Region outline entries:
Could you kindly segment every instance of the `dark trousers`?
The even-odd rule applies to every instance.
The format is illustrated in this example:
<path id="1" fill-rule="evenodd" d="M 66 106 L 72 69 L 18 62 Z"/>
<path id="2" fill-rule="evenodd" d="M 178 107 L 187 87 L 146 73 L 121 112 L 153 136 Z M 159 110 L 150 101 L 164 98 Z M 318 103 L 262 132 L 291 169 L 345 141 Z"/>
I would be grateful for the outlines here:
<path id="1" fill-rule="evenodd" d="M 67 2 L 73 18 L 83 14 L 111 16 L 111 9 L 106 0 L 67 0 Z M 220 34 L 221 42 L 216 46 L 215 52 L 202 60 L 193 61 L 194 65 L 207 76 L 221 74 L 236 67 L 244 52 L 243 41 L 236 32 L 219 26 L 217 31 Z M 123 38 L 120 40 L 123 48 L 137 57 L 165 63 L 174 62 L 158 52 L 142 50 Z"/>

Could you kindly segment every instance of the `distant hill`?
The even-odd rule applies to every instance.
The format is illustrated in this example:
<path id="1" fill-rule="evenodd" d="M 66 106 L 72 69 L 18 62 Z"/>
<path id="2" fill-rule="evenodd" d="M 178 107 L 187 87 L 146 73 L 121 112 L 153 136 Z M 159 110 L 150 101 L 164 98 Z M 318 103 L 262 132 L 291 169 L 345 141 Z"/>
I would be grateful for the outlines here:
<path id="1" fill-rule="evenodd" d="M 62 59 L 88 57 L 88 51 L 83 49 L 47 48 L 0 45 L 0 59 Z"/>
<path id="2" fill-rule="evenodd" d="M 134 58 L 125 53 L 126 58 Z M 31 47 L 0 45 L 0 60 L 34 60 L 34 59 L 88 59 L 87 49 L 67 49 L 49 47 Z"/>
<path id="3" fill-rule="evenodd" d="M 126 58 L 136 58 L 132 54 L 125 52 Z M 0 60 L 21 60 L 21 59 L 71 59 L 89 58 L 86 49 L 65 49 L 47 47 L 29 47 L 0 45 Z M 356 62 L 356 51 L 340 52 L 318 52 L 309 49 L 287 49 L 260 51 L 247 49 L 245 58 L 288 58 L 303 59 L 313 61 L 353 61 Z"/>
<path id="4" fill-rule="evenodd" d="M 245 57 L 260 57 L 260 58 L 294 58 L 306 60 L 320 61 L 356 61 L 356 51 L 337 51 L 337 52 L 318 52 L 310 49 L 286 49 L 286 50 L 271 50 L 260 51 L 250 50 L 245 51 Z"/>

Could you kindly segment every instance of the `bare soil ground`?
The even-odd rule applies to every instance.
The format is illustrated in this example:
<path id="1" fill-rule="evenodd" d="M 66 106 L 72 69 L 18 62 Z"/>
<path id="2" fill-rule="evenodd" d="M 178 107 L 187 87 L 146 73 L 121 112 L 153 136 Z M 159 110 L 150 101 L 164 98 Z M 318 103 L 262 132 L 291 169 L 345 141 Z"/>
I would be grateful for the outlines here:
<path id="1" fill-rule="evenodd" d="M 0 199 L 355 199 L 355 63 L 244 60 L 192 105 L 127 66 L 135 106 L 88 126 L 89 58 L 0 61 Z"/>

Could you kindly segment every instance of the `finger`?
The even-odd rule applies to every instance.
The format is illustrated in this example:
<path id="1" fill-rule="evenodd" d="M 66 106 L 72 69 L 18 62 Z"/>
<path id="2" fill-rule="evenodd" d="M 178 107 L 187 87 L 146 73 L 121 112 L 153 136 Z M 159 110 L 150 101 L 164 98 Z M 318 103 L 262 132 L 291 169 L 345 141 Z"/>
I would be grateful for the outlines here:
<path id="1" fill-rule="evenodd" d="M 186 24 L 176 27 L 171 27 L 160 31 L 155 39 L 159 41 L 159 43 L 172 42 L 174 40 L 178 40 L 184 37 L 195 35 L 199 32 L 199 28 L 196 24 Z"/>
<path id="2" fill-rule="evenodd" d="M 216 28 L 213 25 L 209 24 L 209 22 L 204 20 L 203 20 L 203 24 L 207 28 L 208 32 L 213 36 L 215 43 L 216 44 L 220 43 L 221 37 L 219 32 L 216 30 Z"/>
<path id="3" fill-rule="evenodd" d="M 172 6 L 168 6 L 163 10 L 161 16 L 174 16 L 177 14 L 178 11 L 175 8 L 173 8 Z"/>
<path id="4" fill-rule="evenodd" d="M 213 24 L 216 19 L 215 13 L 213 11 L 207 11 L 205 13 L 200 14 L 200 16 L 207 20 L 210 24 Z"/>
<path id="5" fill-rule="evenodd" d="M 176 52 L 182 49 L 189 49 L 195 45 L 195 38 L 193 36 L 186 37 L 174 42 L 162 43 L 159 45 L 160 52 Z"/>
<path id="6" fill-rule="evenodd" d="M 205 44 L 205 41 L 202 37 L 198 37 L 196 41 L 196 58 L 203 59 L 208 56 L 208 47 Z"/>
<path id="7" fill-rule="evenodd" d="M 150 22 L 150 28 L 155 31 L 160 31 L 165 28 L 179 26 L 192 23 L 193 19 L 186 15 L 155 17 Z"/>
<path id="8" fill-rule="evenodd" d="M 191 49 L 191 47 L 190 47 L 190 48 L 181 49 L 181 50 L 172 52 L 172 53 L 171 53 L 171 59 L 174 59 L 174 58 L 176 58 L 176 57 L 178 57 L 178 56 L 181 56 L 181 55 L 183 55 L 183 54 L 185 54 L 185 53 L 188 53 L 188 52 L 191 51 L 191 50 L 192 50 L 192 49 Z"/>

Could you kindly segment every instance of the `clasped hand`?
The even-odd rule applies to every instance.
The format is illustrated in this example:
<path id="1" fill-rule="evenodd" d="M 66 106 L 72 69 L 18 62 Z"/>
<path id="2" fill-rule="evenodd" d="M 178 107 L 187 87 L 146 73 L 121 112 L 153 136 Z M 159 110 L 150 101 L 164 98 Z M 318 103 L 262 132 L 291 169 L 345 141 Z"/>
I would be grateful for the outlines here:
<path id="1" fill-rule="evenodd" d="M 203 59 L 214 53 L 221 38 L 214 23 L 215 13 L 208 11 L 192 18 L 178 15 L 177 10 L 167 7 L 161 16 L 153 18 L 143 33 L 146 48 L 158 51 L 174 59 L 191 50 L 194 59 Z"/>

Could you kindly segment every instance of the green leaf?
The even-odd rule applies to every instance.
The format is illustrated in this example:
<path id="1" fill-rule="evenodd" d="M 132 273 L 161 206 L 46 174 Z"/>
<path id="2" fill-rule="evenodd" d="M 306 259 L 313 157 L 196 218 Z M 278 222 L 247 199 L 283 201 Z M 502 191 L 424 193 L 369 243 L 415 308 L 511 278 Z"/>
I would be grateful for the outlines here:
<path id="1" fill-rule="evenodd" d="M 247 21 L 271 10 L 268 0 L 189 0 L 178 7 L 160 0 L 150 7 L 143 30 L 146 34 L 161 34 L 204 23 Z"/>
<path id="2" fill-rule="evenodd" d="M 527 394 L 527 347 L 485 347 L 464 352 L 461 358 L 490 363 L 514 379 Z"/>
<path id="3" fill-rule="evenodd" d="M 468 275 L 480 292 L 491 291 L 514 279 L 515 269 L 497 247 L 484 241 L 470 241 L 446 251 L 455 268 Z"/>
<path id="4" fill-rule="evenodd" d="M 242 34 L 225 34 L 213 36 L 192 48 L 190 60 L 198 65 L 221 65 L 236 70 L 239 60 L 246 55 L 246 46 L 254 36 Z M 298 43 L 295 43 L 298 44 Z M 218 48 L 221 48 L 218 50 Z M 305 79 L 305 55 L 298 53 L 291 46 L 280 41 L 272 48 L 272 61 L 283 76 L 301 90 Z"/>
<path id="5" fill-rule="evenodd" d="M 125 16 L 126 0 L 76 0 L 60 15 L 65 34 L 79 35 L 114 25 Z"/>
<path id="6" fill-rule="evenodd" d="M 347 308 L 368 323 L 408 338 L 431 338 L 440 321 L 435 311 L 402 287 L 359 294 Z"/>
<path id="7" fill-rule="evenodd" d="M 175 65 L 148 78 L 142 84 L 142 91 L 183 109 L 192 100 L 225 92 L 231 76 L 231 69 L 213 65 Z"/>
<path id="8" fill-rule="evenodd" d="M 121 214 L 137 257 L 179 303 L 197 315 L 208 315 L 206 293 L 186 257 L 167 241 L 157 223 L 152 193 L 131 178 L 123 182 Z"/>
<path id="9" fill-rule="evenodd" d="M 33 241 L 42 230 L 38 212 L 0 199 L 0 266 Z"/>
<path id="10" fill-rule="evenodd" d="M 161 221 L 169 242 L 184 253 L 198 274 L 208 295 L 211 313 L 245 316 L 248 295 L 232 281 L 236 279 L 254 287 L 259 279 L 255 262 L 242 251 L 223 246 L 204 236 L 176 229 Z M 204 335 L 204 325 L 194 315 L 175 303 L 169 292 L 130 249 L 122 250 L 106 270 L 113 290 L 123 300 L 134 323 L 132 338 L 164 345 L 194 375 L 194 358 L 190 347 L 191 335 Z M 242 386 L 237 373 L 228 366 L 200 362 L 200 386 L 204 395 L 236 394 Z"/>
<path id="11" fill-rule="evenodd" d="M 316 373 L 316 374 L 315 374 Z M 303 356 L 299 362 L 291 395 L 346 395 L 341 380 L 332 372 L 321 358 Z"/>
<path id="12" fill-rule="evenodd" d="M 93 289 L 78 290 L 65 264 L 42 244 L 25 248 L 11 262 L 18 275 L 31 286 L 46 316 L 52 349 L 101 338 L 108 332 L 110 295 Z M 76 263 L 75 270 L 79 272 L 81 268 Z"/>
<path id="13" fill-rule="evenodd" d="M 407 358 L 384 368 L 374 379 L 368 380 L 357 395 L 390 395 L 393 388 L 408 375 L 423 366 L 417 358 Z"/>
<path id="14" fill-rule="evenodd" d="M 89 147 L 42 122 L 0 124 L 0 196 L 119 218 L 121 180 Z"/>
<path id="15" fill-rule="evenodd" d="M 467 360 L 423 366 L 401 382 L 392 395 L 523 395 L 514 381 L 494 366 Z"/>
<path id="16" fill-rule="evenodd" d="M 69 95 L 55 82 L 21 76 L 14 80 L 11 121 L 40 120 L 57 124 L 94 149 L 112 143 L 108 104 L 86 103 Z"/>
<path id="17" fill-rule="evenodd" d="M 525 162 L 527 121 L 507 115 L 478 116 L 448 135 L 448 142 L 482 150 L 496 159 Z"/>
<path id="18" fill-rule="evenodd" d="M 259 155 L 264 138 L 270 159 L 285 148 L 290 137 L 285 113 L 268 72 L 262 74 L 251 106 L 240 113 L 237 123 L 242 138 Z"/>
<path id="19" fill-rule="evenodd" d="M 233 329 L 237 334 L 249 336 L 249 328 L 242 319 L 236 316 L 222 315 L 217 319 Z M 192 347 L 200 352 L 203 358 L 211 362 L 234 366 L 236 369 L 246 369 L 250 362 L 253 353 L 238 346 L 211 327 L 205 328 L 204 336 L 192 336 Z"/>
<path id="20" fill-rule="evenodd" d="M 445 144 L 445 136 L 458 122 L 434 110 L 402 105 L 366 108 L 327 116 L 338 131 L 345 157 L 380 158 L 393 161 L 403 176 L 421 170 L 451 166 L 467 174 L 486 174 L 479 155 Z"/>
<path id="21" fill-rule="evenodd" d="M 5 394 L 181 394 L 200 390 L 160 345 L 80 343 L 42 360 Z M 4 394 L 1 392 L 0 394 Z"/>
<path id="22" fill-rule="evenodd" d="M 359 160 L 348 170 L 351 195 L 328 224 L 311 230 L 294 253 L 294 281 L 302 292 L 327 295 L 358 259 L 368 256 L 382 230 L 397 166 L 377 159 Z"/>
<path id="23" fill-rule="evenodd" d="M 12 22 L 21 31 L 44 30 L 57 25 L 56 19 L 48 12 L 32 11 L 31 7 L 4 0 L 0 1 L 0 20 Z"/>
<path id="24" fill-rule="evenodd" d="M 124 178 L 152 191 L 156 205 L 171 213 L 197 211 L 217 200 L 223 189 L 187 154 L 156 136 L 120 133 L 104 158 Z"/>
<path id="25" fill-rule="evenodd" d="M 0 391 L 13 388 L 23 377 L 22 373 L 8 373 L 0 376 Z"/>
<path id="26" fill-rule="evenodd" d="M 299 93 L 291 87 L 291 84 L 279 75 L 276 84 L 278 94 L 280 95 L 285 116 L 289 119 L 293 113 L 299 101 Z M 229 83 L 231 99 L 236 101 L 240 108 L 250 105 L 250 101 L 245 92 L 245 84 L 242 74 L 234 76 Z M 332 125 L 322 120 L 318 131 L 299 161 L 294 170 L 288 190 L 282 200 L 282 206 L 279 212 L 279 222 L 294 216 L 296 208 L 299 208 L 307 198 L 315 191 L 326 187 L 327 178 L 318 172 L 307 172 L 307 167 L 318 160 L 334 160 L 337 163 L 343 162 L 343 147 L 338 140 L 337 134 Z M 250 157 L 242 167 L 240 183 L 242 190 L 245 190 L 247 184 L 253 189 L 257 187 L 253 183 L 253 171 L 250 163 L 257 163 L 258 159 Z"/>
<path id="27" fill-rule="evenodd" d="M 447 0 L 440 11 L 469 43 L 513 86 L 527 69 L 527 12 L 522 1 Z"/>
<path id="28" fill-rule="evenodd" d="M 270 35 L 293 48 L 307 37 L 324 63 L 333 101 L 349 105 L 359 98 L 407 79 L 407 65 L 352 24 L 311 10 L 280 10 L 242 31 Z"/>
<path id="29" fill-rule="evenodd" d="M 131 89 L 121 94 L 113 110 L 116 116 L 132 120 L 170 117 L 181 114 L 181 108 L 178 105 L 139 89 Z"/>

GIVEN REQUEST: Switch "green leaf" to "yellow leaf" in the stretch from the line containing "Could you kindly segment every instance of the green" through the line containing "242 34 L 225", and write out only those lines again with everything else left as it is.

EXERCISE ANSWER:
Could you kindly segment every instance of the yellow leaf?
The even-odd rule applies to every instance.
The format is illustrated in this example:
<path id="1" fill-rule="evenodd" d="M 132 273 L 161 206 L 46 174 Z"/>
<path id="2" fill-rule="evenodd" d="M 306 259 L 313 157 L 196 218 Z M 278 222 L 247 199 L 283 201 Z M 502 191 L 424 193 L 369 243 L 415 308 L 511 278 Z"/>
I would be grateful for the outlines here:
<path id="1" fill-rule="evenodd" d="M 247 21 L 271 10 L 268 0 L 189 0 L 178 7 L 160 0 L 150 7 L 143 30 L 146 34 L 161 34 L 204 23 Z"/>
<path id="2" fill-rule="evenodd" d="M 527 394 L 527 347 L 485 347 L 464 352 L 461 358 L 490 363 L 514 379 Z"/>
<path id="3" fill-rule="evenodd" d="M 468 275 L 480 292 L 491 291 L 514 279 L 515 269 L 497 247 L 484 241 L 470 241 L 446 251 L 455 268 Z"/>
<path id="4" fill-rule="evenodd" d="M 242 34 L 225 34 L 213 36 L 192 48 L 190 60 L 198 65 L 221 65 L 236 70 L 239 60 L 246 55 L 246 46 L 254 36 Z M 298 43 L 295 43 L 298 44 Z M 218 48 L 221 48 L 218 50 Z M 305 79 L 305 55 L 298 53 L 291 46 L 280 41 L 272 48 L 272 61 L 283 76 L 301 90 Z"/>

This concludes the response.